# Exercise description
Copy each of the entries below word for word.

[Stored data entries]

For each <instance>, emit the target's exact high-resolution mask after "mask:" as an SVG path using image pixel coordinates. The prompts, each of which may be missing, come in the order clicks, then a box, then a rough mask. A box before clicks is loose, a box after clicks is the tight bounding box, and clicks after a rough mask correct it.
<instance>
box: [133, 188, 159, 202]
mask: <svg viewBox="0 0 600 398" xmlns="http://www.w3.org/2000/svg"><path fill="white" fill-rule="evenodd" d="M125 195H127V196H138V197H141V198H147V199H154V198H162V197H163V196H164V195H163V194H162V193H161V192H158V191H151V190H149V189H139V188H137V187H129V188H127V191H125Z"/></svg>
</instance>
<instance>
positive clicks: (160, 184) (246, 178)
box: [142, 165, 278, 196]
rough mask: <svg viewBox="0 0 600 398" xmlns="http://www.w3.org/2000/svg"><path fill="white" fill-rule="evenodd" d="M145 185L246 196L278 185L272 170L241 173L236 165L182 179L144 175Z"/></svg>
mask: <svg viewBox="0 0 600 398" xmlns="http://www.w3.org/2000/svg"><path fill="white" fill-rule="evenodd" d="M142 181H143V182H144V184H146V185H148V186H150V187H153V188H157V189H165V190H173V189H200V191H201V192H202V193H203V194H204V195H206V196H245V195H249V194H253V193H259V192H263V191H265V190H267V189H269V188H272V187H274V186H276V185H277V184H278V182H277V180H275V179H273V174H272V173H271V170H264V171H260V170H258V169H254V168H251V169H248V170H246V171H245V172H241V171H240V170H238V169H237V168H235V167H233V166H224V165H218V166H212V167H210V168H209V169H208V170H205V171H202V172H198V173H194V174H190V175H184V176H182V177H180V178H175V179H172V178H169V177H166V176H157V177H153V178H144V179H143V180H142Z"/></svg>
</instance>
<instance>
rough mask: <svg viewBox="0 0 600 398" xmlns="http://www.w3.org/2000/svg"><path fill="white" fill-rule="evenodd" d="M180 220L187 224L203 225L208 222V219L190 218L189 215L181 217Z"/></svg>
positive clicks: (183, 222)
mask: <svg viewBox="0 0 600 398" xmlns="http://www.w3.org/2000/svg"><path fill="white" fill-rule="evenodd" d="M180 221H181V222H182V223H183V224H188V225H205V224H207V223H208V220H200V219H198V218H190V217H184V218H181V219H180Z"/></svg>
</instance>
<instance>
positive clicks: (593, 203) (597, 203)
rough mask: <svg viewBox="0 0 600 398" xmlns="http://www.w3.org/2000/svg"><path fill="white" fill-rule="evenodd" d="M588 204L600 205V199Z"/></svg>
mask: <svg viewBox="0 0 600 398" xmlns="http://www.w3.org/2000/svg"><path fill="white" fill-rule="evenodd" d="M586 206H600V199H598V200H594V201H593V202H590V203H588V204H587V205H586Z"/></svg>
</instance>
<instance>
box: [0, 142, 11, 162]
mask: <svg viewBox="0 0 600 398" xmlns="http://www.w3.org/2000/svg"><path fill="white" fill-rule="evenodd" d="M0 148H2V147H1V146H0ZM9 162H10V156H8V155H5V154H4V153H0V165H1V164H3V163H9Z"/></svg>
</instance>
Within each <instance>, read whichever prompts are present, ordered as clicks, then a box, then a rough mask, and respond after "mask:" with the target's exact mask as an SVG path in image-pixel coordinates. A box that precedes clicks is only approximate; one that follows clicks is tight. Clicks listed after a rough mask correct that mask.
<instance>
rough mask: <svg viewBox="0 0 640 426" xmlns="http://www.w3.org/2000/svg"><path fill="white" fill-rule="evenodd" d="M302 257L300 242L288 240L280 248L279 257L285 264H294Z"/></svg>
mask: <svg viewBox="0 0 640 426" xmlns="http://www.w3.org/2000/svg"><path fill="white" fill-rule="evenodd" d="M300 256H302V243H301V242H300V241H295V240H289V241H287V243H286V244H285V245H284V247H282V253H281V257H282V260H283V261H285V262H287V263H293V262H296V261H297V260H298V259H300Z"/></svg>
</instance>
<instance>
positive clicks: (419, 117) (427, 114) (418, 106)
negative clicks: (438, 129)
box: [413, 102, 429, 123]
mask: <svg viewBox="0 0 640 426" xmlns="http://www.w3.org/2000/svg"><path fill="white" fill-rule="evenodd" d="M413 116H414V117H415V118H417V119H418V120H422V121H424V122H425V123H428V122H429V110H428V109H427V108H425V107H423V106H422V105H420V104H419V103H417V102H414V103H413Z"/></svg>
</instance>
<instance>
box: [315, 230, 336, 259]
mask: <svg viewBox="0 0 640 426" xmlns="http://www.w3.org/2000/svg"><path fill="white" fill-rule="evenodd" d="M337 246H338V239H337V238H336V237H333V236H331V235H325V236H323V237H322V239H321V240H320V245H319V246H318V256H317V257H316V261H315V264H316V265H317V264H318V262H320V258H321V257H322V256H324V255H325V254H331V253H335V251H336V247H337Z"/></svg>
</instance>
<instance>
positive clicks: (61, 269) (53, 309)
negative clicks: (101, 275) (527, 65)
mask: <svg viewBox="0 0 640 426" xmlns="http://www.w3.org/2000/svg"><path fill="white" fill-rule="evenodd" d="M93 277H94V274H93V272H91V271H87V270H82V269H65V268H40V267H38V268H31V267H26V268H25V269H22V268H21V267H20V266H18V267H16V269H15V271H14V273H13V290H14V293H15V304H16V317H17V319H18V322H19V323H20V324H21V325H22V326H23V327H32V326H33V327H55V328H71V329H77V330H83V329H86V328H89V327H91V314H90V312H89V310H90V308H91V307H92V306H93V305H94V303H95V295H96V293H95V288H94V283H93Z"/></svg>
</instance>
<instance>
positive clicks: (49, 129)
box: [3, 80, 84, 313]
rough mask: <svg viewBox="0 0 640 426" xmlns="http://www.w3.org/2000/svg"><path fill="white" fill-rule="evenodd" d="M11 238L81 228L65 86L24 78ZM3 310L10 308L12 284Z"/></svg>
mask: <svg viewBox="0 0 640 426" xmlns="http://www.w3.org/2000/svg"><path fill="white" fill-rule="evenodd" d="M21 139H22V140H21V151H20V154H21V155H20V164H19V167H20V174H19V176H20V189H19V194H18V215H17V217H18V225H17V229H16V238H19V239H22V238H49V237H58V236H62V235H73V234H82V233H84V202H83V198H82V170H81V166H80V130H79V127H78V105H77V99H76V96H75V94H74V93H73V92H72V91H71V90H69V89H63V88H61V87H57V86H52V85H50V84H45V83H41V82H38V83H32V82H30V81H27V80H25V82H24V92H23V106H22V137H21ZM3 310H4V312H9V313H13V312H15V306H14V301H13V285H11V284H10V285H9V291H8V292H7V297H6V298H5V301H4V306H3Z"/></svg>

# Reply to the task
For each <instance>, emit the target's exact high-resolution mask after "mask:" as an SVG path using image pixel coordinates. The prompts, each of which may be missing, come in the order clicks, then a box, then a rough mask. A box before clicks is loose, a box after clicks is the tight bounding box, and clicks after a rough mask correct it.
<instance>
box: [133, 188, 159, 202]
mask: <svg viewBox="0 0 600 398" xmlns="http://www.w3.org/2000/svg"><path fill="white" fill-rule="evenodd" d="M125 195H127V196H138V197H141V198H147V199H154V198H162V197H163V196H164V195H163V194H162V193H161V192H158V191H151V190H149V189H139V188H137V187H129V188H127V191H125Z"/></svg>
</instance>
<instance>
positive clicks: (160, 184) (246, 178)
box: [142, 165, 278, 196]
rough mask: <svg viewBox="0 0 600 398" xmlns="http://www.w3.org/2000/svg"><path fill="white" fill-rule="evenodd" d="M145 185L246 196L278 185L272 170L241 173L236 165L182 179L144 175Z"/></svg>
mask: <svg viewBox="0 0 600 398" xmlns="http://www.w3.org/2000/svg"><path fill="white" fill-rule="evenodd" d="M142 181H143V182H144V184H146V185H148V186H150V187H153V188H157V189H165V190H173V189H200V191H201V192H202V193H203V194H204V195H206V196H245V195H249V194H253V193H259V192H263V191H265V190H267V189H269V188H272V187H274V186H276V185H277V184H278V182H277V180H275V179H273V174H272V173H271V170H264V171H260V170H258V169H254V168H251V169H248V170H246V171H245V172H241V171H240V170H238V169H237V168H235V167H233V166H224V165H218V166H212V167H210V168H209V169H208V170H205V171H202V172H198V173H194V174H190V175H184V176H182V177H180V178H175V179H172V178H169V177H166V176H157V177H153V178H144V179H143V180H142Z"/></svg>
</instance>
<instance>
rough mask: <svg viewBox="0 0 600 398" xmlns="http://www.w3.org/2000/svg"><path fill="white" fill-rule="evenodd" d="M180 220L187 224L203 225L208 222V219L190 218L189 215L181 217Z"/></svg>
positive clicks: (183, 222)
mask: <svg viewBox="0 0 600 398" xmlns="http://www.w3.org/2000/svg"><path fill="white" fill-rule="evenodd" d="M180 221H181V222H182V223H183V224H188V225H205V224H207V223H208V220H200V219H198V218H190V217H184V218H181V219H180Z"/></svg>
</instance>
<instance>
positive clicks: (593, 203) (597, 203)
rough mask: <svg viewBox="0 0 600 398" xmlns="http://www.w3.org/2000/svg"><path fill="white" fill-rule="evenodd" d="M588 204L600 205V199Z"/></svg>
mask: <svg viewBox="0 0 600 398" xmlns="http://www.w3.org/2000/svg"><path fill="white" fill-rule="evenodd" d="M586 206H600V199H598V200H594V201H593V202H590V203H588V204H587V205H586Z"/></svg>
</instance>
<instance>
box: [0, 142, 11, 162]
mask: <svg viewBox="0 0 600 398" xmlns="http://www.w3.org/2000/svg"><path fill="white" fill-rule="evenodd" d="M0 148H2V147H1V146H0ZM9 162H10V156H8V155H5V154H4V153H0V165H1V164H3V163H9Z"/></svg>
</instance>
Within each <instance>, read whichever prompts are present, ordered as clicks, then a box, then a rough mask, and respond after "mask:" with the target's exact mask as an SVG path in image-pixel coordinates. A box that precedes clicks is only approximate; one that follows clicks is tight. Clicks listed after a rough mask correct that mask.
<instance>
rough mask: <svg viewBox="0 0 640 426" xmlns="http://www.w3.org/2000/svg"><path fill="white" fill-rule="evenodd" d="M302 257L300 242L288 240L280 248L279 257L285 264H294Z"/></svg>
mask: <svg viewBox="0 0 640 426" xmlns="http://www.w3.org/2000/svg"><path fill="white" fill-rule="evenodd" d="M300 256H302V243H301V242H300V241H295V240H289V241H287V243H286V244H285V245H284V247H282V253H281V257H282V260H283V261H285V262H287V263H293V262H296V261H297V260H298V259H300Z"/></svg>
</instance>
<instance>
positive clicks: (419, 117) (427, 114) (418, 106)
negative clicks: (438, 129)
box: [413, 102, 429, 123]
mask: <svg viewBox="0 0 640 426" xmlns="http://www.w3.org/2000/svg"><path fill="white" fill-rule="evenodd" d="M413 116H414V117H415V118H417V119H418V120H422V121H424V122H425V123H428V122H429V110H428V109H427V108H425V107H423V106H422V105H420V104H419V103H417V102H414V103H413Z"/></svg>
</instance>
<instance>
box: [315, 230, 336, 259]
mask: <svg viewBox="0 0 640 426" xmlns="http://www.w3.org/2000/svg"><path fill="white" fill-rule="evenodd" d="M337 246H338V239H337V238H336V237H333V236H331V235H325V236H323V237H322V239H321V240H320V245H319V246H318V256H317V257H316V261H315V264H316V265H317V264H318V262H320V258H321V257H322V256H324V255H325V254H331V253H335V251H336V247H337Z"/></svg>
</instance>
<instance>
positive clicks: (61, 269) (53, 309)
negative clicks: (101, 275) (527, 65)
mask: <svg viewBox="0 0 640 426" xmlns="http://www.w3.org/2000/svg"><path fill="white" fill-rule="evenodd" d="M93 277H94V274H93V272H91V271H87V270H82V269H65V268H40V267H38V268H31V267H26V268H25V269H22V268H21V267H20V266H18V267H16V269H15V271H14V273H13V290H14V293H15V304H16V317H17V319H18V322H19V323H20V324H21V325H22V326H23V327H32V326H33V327H55V328H71V329H77V330H83V329H86V328H89V327H91V314H90V312H89V310H90V308H91V307H92V306H93V305H94V303H95V295H96V293H95V288H94V283H93Z"/></svg>
</instance>
<instance>
positive clicks: (49, 129)
box: [3, 80, 84, 313]
rough mask: <svg viewBox="0 0 640 426" xmlns="http://www.w3.org/2000/svg"><path fill="white" fill-rule="evenodd" d="M11 238L81 228L65 86L24 78ZM3 310L10 308L12 284Z"/></svg>
mask: <svg viewBox="0 0 640 426" xmlns="http://www.w3.org/2000/svg"><path fill="white" fill-rule="evenodd" d="M21 139H22V140H21V151H20V154H21V155H20V164H19V167H20V174H19V176H20V189H19V194H18V215H17V217H18V225H17V229H16V238H19V239H22V238H49V237H58V236H62V235H73V234H82V233H84V202H83V198H82V170H81V166H80V130H79V127H78V105H77V99H76V96H75V94H74V93H73V92H72V91H71V90H69V89H63V88H61V87H57V86H52V85H50V84H45V83H41V82H38V83H32V82H30V81H27V80H25V82H24V92H23V106H22V137H21ZM3 310H4V312H9V313H13V312H15V306H14V301H13V285H11V284H10V285H9V291H8V292H7V297H6V298H5V301H4V306H3Z"/></svg>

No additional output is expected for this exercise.